*Source material:*
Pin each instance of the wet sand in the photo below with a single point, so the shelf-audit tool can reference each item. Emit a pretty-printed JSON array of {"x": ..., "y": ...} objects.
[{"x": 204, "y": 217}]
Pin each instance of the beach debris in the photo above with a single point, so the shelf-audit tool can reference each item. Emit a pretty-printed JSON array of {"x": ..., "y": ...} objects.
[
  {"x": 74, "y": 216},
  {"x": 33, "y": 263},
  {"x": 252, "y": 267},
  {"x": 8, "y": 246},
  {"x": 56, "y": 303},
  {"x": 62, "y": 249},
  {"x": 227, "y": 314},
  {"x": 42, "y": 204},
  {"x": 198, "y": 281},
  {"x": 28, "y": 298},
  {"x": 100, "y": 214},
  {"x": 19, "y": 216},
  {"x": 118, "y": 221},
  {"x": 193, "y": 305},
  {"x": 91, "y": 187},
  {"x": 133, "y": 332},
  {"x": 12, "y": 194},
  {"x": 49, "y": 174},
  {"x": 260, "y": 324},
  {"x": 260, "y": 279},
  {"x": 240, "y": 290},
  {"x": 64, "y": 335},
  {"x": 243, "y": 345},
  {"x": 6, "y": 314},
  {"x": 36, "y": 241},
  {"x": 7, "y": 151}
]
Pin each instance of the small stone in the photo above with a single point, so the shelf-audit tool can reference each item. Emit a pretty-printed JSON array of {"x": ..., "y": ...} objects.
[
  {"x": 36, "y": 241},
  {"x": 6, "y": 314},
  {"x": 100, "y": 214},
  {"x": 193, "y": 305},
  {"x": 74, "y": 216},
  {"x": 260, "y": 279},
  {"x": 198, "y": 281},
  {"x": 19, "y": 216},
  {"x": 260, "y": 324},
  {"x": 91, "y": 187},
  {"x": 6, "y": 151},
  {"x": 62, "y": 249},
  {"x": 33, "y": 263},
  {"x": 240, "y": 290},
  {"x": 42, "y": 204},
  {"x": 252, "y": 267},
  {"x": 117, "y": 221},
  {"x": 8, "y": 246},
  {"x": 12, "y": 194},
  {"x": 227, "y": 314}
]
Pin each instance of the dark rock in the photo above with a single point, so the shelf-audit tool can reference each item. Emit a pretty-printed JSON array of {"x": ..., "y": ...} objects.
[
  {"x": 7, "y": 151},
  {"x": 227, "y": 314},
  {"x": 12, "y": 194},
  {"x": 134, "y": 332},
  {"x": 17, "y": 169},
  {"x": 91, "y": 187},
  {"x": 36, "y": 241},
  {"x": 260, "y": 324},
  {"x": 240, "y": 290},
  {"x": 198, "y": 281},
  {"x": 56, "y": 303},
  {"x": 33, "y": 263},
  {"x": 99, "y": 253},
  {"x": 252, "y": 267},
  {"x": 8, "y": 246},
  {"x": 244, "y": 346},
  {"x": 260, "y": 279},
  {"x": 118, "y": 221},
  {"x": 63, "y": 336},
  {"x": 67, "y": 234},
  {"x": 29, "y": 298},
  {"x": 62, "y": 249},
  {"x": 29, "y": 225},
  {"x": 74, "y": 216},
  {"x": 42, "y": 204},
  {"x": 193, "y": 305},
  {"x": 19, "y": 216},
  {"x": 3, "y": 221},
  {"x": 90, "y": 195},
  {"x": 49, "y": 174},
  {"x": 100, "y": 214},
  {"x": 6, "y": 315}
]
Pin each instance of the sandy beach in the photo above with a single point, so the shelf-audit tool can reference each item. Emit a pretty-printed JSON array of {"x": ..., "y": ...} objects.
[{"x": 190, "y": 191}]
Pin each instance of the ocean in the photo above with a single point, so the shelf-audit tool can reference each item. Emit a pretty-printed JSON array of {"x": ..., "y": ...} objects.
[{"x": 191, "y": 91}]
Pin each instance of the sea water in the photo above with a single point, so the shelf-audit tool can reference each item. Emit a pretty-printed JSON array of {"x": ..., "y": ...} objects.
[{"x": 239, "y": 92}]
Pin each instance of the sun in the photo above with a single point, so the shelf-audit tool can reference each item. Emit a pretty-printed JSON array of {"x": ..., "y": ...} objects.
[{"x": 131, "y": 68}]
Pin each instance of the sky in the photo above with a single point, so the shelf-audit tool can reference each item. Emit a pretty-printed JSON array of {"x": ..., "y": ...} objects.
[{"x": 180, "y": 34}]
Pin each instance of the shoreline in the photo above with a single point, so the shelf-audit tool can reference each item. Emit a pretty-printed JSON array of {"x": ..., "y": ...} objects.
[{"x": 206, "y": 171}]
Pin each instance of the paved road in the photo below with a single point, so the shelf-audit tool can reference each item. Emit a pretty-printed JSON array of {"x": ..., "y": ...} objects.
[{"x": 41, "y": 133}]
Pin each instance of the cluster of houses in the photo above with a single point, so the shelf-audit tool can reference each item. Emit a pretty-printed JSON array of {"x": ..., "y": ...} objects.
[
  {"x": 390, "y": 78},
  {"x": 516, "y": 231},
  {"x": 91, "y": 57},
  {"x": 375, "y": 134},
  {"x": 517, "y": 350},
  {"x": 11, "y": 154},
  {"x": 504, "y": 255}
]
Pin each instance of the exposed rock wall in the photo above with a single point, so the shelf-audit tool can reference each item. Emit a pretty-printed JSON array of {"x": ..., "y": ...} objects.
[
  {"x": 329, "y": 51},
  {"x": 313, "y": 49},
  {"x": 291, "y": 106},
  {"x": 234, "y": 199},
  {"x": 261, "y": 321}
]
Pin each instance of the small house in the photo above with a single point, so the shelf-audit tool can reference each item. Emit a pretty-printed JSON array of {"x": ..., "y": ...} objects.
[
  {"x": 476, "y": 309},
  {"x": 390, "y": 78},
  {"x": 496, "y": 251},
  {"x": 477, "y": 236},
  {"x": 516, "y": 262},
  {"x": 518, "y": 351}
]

*Description of the task:* Can you reproduce all of the material above verbatim, from the first line to the last?

*Written response:*
Pin each instance of the wet sand in the photo below with a single point, so the shelf-audit tool can reference each item. Emit a pretty-printed JSON array of {"x": ..., "y": ...} objects.
[{"x": 204, "y": 217}]
Pin each instance of the beach debris in the photo above with a single point, so the shelf-audit tool can reference each item. Emit a pretty-printed JSON array of {"x": ..., "y": ...} objects.
[
  {"x": 74, "y": 216},
  {"x": 33, "y": 263},
  {"x": 252, "y": 267},
  {"x": 8, "y": 246},
  {"x": 56, "y": 303},
  {"x": 62, "y": 249},
  {"x": 227, "y": 314},
  {"x": 42, "y": 204},
  {"x": 198, "y": 281},
  {"x": 28, "y": 298},
  {"x": 100, "y": 214},
  {"x": 19, "y": 216},
  {"x": 118, "y": 221},
  {"x": 193, "y": 305},
  {"x": 91, "y": 187},
  {"x": 133, "y": 332},
  {"x": 12, "y": 194},
  {"x": 49, "y": 174},
  {"x": 260, "y": 324},
  {"x": 260, "y": 279},
  {"x": 240, "y": 290},
  {"x": 64, "y": 335},
  {"x": 243, "y": 345},
  {"x": 6, "y": 314},
  {"x": 36, "y": 241},
  {"x": 7, "y": 151}
]
Pin each instance of the small stone in the photo above with a single point, so the shelf-audit tool can reference each item. Emit a pretty-printed JSON array of {"x": ..., "y": ...} objects.
[
  {"x": 36, "y": 241},
  {"x": 6, "y": 314},
  {"x": 100, "y": 214},
  {"x": 193, "y": 305},
  {"x": 74, "y": 216},
  {"x": 260, "y": 279},
  {"x": 198, "y": 281},
  {"x": 19, "y": 216},
  {"x": 260, "y": 324},
  {"x": 91, "y": 187},
  {"x": 6, "y": 151},
  {"x": 62, "y": 249},
  {"x": 33, "y": 263},
  {"x": 240, "y": 290},
  {"x": 42, "y": 204},
  {"x": 252, "y": 267},
  {"x": 117, "y": 221},
  {"x": 8, "y": 246},
  {"x": 12, "y": 194},
  {"x": 227, "y": 314}
]
Pin each instance of the dark rock in the photo above with a single point, so the shelf-audit tool can reference each item. Emit a pretty-printed JSON array of {"x": ..., "y": ...} objects.
[
  {"x": 7, "y": 151},
  {"x": 227, "y": 314},
  {"x": 12, "y": 194},
  {"x": 134, "y": 332},
  {"x": 17, "y": 169},
  {"x": 91, "y": 187},
  {"x": 36, "y": 241},
  {"x": 260, "y": 324},
  {"x": 240, "y": 290},
  {"x": 198, "y": 281},
  {"x": 56, "y": 303},
  {"x": 33, "y": 263},
  {"x": 99, "y": 253},
  {"x": 252, "y": 267},
  {"x": 8, "y": 246},
  {"x": 244, "y": 346},
  {"x": 260, "y": 279},
  {"x": 118, "y": 221},
  {"x": 63, "y": 336},
  {"x": 67, "y": 234},
  {"x": 29, "y": 298},
  {"x": 62, "y": 249},
  {"x": 29, "y": 225},
  {"x": 74, "y": 216},
  {"x": 42, "y": 204},
  {"x": 193, "y": 305},
  {"x": 19, "y": 216},
  {"x": 3, "y": 221},
  {"x": 90, "y": 195},
  {"x": 49, "y": 174},
  {"x": 100, "y": 214},
  {"x": 6, "y": 315}
]
Pin each instance of the sandy beach in the photo above with a single point, so the shelf-audit tool can reference each item. Emit a pretty-printed JSON array of {"x": ..., "y": ...} objects.
[{"x": 190, "y": 191}]
Pin each instance of the ocean in the photo above with a single point, so the shelf-audit tool can reference each item. Emit a pretty-printed JSON array of {"x": ..., "y": ...} objects.
[{"x": 191, "y": 91}]
Pin each instance of the sea water in the photo above with a single point, so the shelf-audit tool can reference each item. Emit a pretty-printed JSON array of {"x": ..., "y": ...} objects.
[{"x": 239, "y": 92}]
Pin each instance of the sun in the photo above with a single point, so the shelf-audit tool can reference each item. Emit a pretty-printed JSON array of {"x": ..., "y": ...} objects.
[{"x": 131, "y": 68}]
Pin each instance of the sky in the photo above with a single point, so the shelf-audit tool can reference each item. Emit a pretty-printed JSON array of {"x": ..., "y": ...} objects.
[{"x": 180, "y": 34}]
Pin each instance of the shoreline in the photo above with a single point, so the shelf-audit tool can reference each item. Emit a pretty-printed JSON array of {"x": ..., "y": ...} objects.
[{"x": 206, "y": 171}]
Pin each instance of the paved road in the photo below with a single point, so the shelf-audit tool can reference each item. Emit a pretty-printed JSON array of {"x": ..., "y": ...} objects.
[{"x": 41, "y": 133}]
Pin each instance of the cluster of houses in the photo above with a single point, so the shelf-audit tool can reference each item. Emit a pretty-printed JSON array of {"x": ..., "y": ...} objects.
[
  {"x": 390, "y": 78},
  {"x": 516, "y": 231},
  {"x": 91, "y": 57},
  {"x": 375, "y": 134},
  {"x": 517, "y": 350},
  {"x": 11, "y": 154},
  {"x": 504, "y": 255}
]
Pin each instance of the exposed rock wall in the photo above with a single point, so the shelf-audit tool can reference each item. Emit a pretty-printed JSON array of {"x": ..., "y": ...} objects.
[
  {"x": 329, "y": 51},
  {"x": 313, "y": 49},
  {"x": 291, "y": 106},
  {"x": 234, "y": 199},
  {"x": 261, "y": 321}
]
Pin each instance of the small house in the photo above with a single point, so the shelf-audit tool can reference each item. Emit a pretty-printed JSON array of {"x": ..., "y": ...} objects.
[
  {"x": 476, "y": 309},
  {"x": 390, "y": 78},
  {"x": 496, "y": 251},
  {"x": 477, "y": 236},
  {"x": 516, "y": 262},
  {"x": 518, "y": 351}
]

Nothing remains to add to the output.